**List of tasks:**
a: From the passage on distributed structures below, return the stretch from "This way, access" through "the larger struct." verbatim.
b: Translate into German this sentence from the passage on distributed structures below: "And you would preserve most optimizations related to adjacent offsets."
c: Write what comes next in the passage on distributed structures below, continuing from its final sentence.

**Passage shown:**
This way, access to "distributed" structures would be as fast as "normal" structures. And you would preserve most optimizations related to adjacent offsets. For example, if your machine supports multiple loads, so a rectangle structure with 4 int members can be loaded to 4 registers with "ldm rectptrreg,{R0-R4}" or something, it could still be done because the compiler would know that the 4 members are adjacent; the only unknown thing would be the offset of the rectangle inside the larger struct.

One issue the linker could have on some architectures is handling very large offsets that don't fit into the instruction encoding of load-from-pointer-with-offset forms. Well, I'd live even with the dumbest solution where you always waste an instruction to increment a pointer in case the offset is too large. And then you could probably do better than that, similarly to the way "far calls" (calls to functions at addresses too far from the point of call for the offset to fit into 28 bits or whatever the branch offset encoding size is on your machine) are handled today.

The whole thing can fail in presence of dynamic loading during program run as in dlopen/LoadLibrary; if you already have objects of the structure, and your language doesn't support relocation because of using native pointers, then the dynamically loaded module won't be able to add members to a dstruct since it can't update the existing objects. Well, I can live with that limitation.

**Given entries:**
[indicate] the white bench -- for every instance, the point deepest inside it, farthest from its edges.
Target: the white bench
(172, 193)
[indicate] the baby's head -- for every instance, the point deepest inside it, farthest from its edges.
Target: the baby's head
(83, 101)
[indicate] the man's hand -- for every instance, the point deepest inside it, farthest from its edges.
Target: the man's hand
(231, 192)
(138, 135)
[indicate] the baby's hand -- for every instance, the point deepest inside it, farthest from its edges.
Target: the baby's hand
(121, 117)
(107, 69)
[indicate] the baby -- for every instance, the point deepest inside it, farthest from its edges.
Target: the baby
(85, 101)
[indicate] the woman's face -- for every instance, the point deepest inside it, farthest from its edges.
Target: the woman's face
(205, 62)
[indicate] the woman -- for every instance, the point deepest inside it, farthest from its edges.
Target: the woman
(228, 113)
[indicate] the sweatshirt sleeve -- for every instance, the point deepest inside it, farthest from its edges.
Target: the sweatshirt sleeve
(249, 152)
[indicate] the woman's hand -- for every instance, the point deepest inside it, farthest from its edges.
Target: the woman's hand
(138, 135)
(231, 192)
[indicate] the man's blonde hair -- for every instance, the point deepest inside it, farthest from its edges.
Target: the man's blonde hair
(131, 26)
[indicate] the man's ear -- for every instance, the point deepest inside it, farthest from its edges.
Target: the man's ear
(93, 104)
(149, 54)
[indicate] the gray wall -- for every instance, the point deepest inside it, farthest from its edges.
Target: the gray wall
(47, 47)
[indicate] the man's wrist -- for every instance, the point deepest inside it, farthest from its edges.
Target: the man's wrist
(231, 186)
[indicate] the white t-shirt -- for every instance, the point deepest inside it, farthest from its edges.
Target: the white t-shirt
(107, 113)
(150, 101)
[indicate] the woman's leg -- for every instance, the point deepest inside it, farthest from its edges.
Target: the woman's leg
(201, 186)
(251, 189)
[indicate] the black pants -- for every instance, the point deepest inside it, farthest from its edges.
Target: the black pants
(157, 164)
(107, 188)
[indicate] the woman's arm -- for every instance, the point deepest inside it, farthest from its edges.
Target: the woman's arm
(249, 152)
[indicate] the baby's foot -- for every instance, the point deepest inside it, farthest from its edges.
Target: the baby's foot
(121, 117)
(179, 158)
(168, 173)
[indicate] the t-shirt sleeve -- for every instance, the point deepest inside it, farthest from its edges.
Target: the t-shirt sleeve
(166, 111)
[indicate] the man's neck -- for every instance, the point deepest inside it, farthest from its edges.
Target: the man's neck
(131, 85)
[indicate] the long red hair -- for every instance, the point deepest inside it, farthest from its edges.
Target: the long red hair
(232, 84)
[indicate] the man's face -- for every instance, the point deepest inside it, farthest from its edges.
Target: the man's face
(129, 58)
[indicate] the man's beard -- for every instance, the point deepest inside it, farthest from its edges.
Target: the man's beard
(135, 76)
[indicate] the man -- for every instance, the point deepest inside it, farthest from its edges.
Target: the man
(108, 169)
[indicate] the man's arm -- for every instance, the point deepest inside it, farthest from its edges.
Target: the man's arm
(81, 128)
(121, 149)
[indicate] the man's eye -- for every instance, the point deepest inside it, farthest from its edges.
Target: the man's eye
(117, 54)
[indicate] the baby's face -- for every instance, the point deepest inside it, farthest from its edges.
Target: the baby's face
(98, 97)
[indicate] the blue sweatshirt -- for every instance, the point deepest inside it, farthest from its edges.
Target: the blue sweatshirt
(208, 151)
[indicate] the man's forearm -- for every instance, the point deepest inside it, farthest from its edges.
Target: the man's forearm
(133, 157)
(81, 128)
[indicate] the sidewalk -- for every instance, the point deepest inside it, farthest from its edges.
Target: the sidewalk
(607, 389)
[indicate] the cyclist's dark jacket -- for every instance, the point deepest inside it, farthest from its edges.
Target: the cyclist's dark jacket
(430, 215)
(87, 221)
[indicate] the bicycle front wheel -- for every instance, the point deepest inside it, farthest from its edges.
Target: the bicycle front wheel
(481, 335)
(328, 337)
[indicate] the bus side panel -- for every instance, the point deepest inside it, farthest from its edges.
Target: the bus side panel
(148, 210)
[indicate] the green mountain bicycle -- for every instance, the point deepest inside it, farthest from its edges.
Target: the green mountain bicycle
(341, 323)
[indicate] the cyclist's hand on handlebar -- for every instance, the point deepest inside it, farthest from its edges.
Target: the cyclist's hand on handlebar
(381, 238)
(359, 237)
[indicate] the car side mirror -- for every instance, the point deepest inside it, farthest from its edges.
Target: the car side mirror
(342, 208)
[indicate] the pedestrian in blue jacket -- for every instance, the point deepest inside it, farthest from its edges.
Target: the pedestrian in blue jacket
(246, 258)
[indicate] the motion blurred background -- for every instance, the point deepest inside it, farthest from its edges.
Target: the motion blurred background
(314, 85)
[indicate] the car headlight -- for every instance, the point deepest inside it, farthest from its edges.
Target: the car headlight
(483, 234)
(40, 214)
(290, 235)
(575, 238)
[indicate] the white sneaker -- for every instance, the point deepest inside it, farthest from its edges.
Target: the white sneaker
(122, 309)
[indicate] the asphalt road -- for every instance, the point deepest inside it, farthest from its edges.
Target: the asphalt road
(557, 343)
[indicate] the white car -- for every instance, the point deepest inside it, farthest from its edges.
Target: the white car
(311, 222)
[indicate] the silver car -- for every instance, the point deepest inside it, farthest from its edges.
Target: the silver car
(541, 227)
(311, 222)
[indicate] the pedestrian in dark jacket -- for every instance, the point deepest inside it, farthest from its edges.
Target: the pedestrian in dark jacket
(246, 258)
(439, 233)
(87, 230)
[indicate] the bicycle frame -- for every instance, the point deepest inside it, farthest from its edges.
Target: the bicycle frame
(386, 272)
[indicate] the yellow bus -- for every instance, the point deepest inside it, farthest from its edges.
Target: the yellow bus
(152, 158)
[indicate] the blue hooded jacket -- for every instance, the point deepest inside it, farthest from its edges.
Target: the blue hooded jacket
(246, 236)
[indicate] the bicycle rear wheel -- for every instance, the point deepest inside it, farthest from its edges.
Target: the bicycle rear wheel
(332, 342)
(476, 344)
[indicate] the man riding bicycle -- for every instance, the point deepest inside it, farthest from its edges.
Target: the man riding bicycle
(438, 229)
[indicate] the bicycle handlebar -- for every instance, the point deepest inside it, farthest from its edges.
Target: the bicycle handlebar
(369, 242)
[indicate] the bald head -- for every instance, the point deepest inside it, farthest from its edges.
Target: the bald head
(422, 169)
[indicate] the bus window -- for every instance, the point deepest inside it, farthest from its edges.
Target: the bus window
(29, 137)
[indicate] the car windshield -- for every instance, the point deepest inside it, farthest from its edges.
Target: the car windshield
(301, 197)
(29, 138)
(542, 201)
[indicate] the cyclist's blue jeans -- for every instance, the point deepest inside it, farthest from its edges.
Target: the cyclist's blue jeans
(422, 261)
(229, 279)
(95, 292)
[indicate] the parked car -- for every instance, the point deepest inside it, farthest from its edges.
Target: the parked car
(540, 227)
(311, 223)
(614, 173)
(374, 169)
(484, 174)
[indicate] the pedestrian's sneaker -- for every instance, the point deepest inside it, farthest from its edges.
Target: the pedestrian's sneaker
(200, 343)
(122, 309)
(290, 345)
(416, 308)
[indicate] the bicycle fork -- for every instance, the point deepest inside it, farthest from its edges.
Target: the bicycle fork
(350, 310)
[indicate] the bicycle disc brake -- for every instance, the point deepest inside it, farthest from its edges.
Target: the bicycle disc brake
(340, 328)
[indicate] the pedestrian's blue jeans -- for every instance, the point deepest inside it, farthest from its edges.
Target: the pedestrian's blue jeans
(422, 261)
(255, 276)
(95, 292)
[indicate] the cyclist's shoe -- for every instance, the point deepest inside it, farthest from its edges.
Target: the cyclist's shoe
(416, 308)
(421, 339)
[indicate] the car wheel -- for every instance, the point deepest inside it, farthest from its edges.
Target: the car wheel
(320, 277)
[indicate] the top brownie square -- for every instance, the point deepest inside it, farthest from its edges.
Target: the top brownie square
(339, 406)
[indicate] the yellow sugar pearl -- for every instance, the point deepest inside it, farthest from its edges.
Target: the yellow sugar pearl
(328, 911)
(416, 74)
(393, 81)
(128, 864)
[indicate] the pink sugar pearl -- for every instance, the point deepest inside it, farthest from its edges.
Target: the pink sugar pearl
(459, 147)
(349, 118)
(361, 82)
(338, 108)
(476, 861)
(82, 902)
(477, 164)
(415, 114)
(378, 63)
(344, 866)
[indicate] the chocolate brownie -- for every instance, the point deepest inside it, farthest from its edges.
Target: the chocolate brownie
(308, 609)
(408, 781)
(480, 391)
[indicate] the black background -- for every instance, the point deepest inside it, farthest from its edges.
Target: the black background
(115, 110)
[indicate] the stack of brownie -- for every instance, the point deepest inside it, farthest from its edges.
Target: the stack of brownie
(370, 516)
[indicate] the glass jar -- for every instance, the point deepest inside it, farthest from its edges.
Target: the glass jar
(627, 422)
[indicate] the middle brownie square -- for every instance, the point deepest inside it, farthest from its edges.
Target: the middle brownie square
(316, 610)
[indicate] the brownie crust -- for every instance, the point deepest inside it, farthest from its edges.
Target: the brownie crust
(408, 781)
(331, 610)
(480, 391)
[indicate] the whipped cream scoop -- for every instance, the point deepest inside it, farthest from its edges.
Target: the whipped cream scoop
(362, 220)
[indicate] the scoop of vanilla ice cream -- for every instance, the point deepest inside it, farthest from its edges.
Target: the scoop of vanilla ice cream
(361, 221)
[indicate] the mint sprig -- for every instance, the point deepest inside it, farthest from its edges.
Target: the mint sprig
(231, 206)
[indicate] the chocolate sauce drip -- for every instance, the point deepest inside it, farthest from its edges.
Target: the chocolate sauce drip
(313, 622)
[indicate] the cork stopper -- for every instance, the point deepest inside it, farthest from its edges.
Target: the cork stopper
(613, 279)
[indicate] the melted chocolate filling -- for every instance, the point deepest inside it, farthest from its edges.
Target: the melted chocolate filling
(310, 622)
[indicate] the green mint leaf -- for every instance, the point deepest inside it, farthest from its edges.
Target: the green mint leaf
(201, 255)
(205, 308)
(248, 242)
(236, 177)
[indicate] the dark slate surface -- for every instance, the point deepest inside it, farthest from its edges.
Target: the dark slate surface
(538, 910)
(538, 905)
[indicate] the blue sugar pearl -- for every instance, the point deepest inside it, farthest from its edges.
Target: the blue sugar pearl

**Exercise results:**
a:
This way, access to "distributed" structures would be as fast as "normal" structures. And you would preserve most optimizations related to adjacent offsets. For example, if your machine supports multiple loads, so a rectangle structure with 4 int members can be loaded to 4 registers with "ldm rectptrreg,{R0-R4}" or something, it could still be done because the compiler would know that the 4 members are adjacent; the only unknown thing would be the offset of the rectangle inside the larger struct.

b: Und man würde die meisten Optimierungen beibehalten, die sich auf benachbarte Offsets beziehen.

c:
If the language generates native object files, there's the problem of maintaining compatibility with the object file format. I think this could "almost" be done, by mapping a distributed structure to a custom section .dstruct.SpamCues, and implementing members (viagra, cialis, fallic, size) as global objects in that section. Then if an equivalent of a linker script says that the base address of .dstruct.SpamCues is 0, then &viagra will resolve to the offset of the member inside the structure. The change to automatically map sections named .dstruct.* to 0 surely isn't more complicated than the handling of stuff like .gnu.linkonce, inflicted upon us by the idiocy of C++ templates and the likes of them.

And here's why I'll probably never see a struct linker:

If the language uses a native linker, a small change must be done to that linker in order to handle encodings of load/store instructions in ways it previously didn't (currently it only has to deal with resolving pointers, not offsets). Since it's platform-specific, the small change is actually quite large.
You could compromise and avoid that change by generating less efficient code which uses the already available linker ability to resolve the "address" of the viagra object in the zero-based .dstruct.SpamCues section – the code can add that "address" (offset, really) to &cues. But that could still force changes in the compiler back-end because now it has to generate assembly code adding what looks like 2 addresses, which makes no sense today and might be unsupported if the back-end preserves type information.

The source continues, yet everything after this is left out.